> _TAREFAS DO EXERCÍCIO_
A. Segundo o texto sobre Leiria, que idade tem a mulher descrita na parte II?
B. Extrai do texto sobre Leiria, sem qualquer alteração, o trecho que vai de «PÃO COLUMBINO E» até «demora a arrancar.)», inclusive.
C. Escreve a continuação do texto sobre Leiria a partir do ponto em que ele termina.

PÃO COLUMBINO E
OUTRAS MIGALHAS
Leiria, manhã de sábado, 25 de Agosto de
2012
I
A chuva nocturna perfumou de terra a pedra
do meu bairro em manhã. Por a ilusão de instantes, anda-se aqui por além no
monte que sobreviver soube à tempestade. Voltamos portanto a viver na aldeia.
Em vez de carros, tractores. Em vez de cães encamisolatrelados, cães sem roupa
e sem maneiras. Em vez de instituições de débito, o crédito largo das penedias
rendilhadas de urze. Em lugar do horário, o calendário simples frio-calor que
rege o semeia-colhe. (Um café, Rita, que isto demora a arrancar.)
II
Não têm decerto um dedo de gordura, as
trancas da rapari’ganga que veio cafeinar-se cedo com um homem irrelevante a
tiracolo. O sebo não a conhece. Está na força dos seus 24,5 anos. Cabelo forte,
nem longo nem breve. Uma quase-masculinidade na evidência do seu carácter
peremptório. Fuma mais por convicção do que por vício: uma espécie de fé que dá
lume a si mesma. Mamas suficientes, que um catraio fraldado há-de abocar qual a
troféu bífido, no porvir inelutável. Suponho-a encarregada do escritório de
pedreiros do pai, mais do que ele vera patroa: aquela tez semicerrada de quem
sabe muito bem ao que andam os engenheiros da Câmara e de quem sabe muito-ó-fininho
o que rege as manias-de-artista dos arquitectos. Gosto dela.

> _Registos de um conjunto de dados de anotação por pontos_
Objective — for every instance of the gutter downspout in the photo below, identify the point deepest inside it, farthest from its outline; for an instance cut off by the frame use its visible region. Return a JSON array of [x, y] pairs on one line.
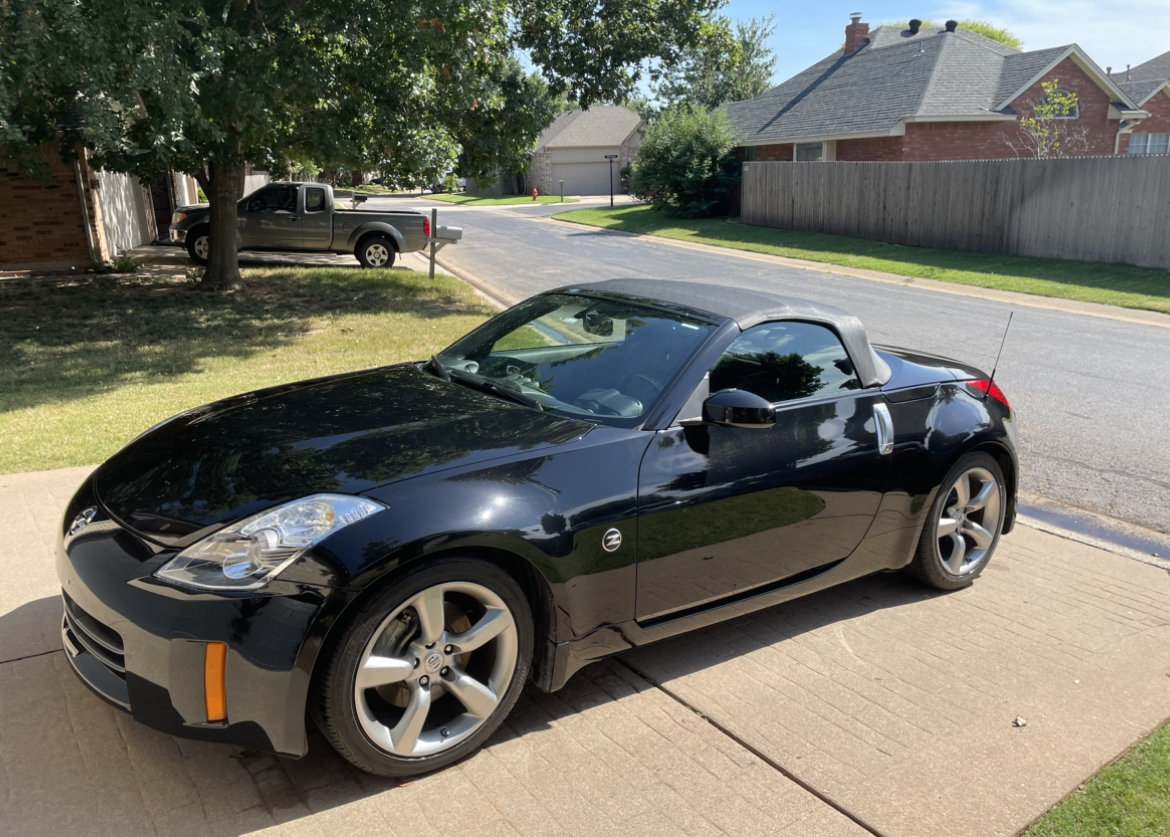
[[84, 214]]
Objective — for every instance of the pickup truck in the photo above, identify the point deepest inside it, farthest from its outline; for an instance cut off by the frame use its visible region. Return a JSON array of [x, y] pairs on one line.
[[303, 217]]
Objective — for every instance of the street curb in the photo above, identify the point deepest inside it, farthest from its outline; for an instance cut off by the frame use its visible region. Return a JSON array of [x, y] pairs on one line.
[[1091, 309]]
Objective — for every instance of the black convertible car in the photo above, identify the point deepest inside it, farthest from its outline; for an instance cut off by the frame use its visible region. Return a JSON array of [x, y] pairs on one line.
[[396, 551]]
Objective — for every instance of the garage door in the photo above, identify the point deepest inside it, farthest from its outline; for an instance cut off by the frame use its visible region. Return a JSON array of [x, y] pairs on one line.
[[583, 178]]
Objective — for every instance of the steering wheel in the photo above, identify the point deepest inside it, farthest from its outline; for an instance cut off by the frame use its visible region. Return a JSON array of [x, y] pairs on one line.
[[633, 377]]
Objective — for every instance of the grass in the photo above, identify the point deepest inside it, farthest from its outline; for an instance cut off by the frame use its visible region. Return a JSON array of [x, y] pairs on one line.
[[1113, 285], [1128, 798], [475, 200], [87, 363]]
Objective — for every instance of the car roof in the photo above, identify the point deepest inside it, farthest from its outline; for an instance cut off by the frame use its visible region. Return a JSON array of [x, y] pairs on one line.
[[748, 308]]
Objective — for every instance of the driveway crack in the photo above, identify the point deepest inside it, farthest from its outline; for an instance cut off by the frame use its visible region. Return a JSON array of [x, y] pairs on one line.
[[768, 760]]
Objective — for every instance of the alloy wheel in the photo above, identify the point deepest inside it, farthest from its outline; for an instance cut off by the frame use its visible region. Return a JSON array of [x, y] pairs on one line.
[[969, 521], [377, 255], [435, 670]]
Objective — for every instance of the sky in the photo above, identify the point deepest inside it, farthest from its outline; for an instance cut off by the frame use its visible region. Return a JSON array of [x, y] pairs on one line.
[[1113, 33]]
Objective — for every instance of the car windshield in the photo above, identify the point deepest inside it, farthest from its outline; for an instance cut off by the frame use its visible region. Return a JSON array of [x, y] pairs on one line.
[[580, 356]]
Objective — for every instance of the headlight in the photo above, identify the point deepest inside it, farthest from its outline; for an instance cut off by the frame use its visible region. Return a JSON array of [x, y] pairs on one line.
[[249, 554]]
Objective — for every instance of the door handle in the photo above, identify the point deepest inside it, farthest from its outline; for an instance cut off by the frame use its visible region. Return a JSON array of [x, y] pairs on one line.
[[885, 426]]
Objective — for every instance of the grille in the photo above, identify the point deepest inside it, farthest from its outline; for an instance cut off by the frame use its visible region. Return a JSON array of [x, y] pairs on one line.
[[103, 643]]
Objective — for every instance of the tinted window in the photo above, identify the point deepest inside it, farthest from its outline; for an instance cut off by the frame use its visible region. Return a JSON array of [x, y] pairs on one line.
[[273, 198], [782, 362], [314, 199], [582, 356]]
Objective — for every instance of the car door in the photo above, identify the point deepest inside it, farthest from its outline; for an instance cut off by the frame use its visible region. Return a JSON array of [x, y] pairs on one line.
[[725, 510], [316, 219], [269, 218]]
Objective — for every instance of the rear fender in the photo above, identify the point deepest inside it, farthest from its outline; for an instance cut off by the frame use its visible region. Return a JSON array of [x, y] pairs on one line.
[[376, 227]]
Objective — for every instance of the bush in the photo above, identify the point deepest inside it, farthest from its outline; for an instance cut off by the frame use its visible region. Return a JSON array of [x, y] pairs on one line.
[[687, 163]]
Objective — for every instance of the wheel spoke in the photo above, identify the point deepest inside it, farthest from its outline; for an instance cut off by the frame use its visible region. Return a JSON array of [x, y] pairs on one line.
[[405, 734], [958, 551], [479, 699], [947, 526], [428, 608], [383, 671], [495, 622], [981, 499], [981, 536]]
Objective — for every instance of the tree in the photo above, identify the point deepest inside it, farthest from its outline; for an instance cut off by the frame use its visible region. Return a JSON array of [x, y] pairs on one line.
[[725, 67], [687, 163], [1047, 124], [408, 86], [979, 27]]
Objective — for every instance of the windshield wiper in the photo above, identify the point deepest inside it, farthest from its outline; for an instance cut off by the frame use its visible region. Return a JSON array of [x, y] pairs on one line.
[[495, 390], [436, 369]]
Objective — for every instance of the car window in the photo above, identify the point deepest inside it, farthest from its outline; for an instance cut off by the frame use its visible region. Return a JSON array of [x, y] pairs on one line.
[[314, 199], [785, 361], [587, 357], [273, 198]]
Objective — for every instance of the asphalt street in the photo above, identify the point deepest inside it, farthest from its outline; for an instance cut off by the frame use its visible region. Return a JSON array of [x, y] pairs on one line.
[[1092, 395]]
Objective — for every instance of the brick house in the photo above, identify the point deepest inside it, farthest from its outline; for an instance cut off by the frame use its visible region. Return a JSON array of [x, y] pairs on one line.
[[1149, 87], [575, 146], [930, 94]]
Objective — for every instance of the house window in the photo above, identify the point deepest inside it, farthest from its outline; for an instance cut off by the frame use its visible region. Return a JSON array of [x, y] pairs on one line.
[[809, 152], [1149, 143], [1058, 100]]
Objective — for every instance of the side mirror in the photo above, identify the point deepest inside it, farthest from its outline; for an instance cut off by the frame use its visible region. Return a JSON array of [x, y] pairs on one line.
[[738, 409]]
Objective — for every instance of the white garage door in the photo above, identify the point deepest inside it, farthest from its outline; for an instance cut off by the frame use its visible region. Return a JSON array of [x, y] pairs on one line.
[[583, 178]]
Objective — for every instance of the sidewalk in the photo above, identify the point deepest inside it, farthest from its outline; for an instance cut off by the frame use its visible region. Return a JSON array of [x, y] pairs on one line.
[[893, 702]]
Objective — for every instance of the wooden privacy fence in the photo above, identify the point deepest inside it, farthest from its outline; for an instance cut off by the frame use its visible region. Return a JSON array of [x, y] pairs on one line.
[[1087, 208]]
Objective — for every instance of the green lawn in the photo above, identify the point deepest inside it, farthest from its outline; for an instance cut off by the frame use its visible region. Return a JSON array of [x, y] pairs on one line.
[[1128, 798], [476, 200], [1115, 285], [89, 362]]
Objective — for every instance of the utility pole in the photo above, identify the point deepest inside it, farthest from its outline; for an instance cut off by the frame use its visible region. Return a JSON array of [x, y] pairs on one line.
[[611, 158]]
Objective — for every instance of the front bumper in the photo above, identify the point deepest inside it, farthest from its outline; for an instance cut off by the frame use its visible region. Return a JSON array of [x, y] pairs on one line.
[[140, 644]]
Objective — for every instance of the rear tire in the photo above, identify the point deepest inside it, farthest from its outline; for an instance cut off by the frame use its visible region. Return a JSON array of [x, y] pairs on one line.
[[199, 245], [962, 532], [376, 252], [427, 669]]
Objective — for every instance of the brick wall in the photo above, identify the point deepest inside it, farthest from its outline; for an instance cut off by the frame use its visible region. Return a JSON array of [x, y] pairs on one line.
[[41, 226]]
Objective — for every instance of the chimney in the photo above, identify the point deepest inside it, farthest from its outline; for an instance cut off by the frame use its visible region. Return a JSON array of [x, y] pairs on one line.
[[857, 34]]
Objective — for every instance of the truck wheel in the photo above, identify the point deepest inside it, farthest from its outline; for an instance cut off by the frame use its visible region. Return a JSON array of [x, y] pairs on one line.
[[376, 252], [199, 245]]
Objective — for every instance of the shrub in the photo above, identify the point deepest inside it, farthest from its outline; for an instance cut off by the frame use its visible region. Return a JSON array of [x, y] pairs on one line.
[[687, 163]]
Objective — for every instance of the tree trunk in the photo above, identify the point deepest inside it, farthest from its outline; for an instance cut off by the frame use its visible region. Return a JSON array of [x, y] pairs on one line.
[[225, 187]]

> _RESPOSTAS_
A. Tem 24,5 anos.

B.
PÃO COLUMBINO E
OUTRAS MIGALHAS
Leiria, manhã de sábado, 25 de Agosto de
2012
I
A chuva nocturna perfumou de terra a pedra
do meu bairro em manhã. Por a ilusão de instantes, anda-se aqui por além no
monte que sobreviver soube à tempestade. Voltamos portanto a viver na aldeia.
Em vez de carros, tractores. Em vez de cães encamisolatrelados, cães sem roupa
e sem maneiras. Em vez de instituições de débito, o crédito largo das penedias
rendilhadas de urze. Em lugar do horário, o calendário simples frio-calor que
rege o semeia-colhe. (Um café, Rita, que isto demora a arrancar.)

C.
Faz-me pensar que era para uma mulher assim
que eu deveria ter conseguido o filho que já não farei (madeira, madeira,
madeira!), não para uma dessas malucas do Teatro que, em vez de na Barrinha de
Mira, gastam mas-é o Verão em festivais alegadamente celtas.
III
(Já cá tenho, na galeria do Café da Rita, a
minha pomba. Às 8h58m, decido baptizá-la: Virginia – sem acento no segundo I
por causa de ela ser decerto do clã Woolf.)
(E às 9h23, ida Virginia, surge o
companheiro dela, que naturalmente é Leonard, para comer as sobras da fatia de
pão migado que a columbina mulher dele para ele guardou.)
IV
Aprendo no jornal a existência de uma
espécie de medusa chamada Caravela-portuguesa
(Physalia physalis). Vive de
envenenar peixes pequenos e camarões. Fez ontem interditar três praias da Costa
de Caparica (Almada), as de Moreno, Sereia e Hula Hula, depois de ter
“contactado” uma menina de sete anos na Morena. Diz-se que é de maior
frequência no mar-alto do que junto à costa – mas.
Dá-se por ela no Pacífico, Atlântico e
Índico. A parte do corpo que fica à superfície marinha parece uma vela (daí o Caravela onomástico) e chama-se pneumóforo. Entre este e os tentáculos,
acumula pólipos, a sacana. Os ditos tentáculos podem chegar aos 50 metros, o
raça do bicho. Afiança-se ainda que, após o indesejado e involuntário contacto
com ela, o vinagre ajuda a aliviar a dor. Com o tomate, o pepino, a cebola e a
alface também, digo eu.
V
(Confio que o que escrevo cada dia venha a
ter, um outro dia, valor psicográfico. Não sei é por nem para quê. Nem por que
confio.)
VI
A pena que tenho de as manhãs acabarem!
Sobem de mais a própria redoma, ou
campânula, e estilhaçam-se ao cabo da limitada aventura aeróstata.
Não é ’inda o caso, porém: são as 11h04m do
sábado.
Há ainda tempo no Tempo.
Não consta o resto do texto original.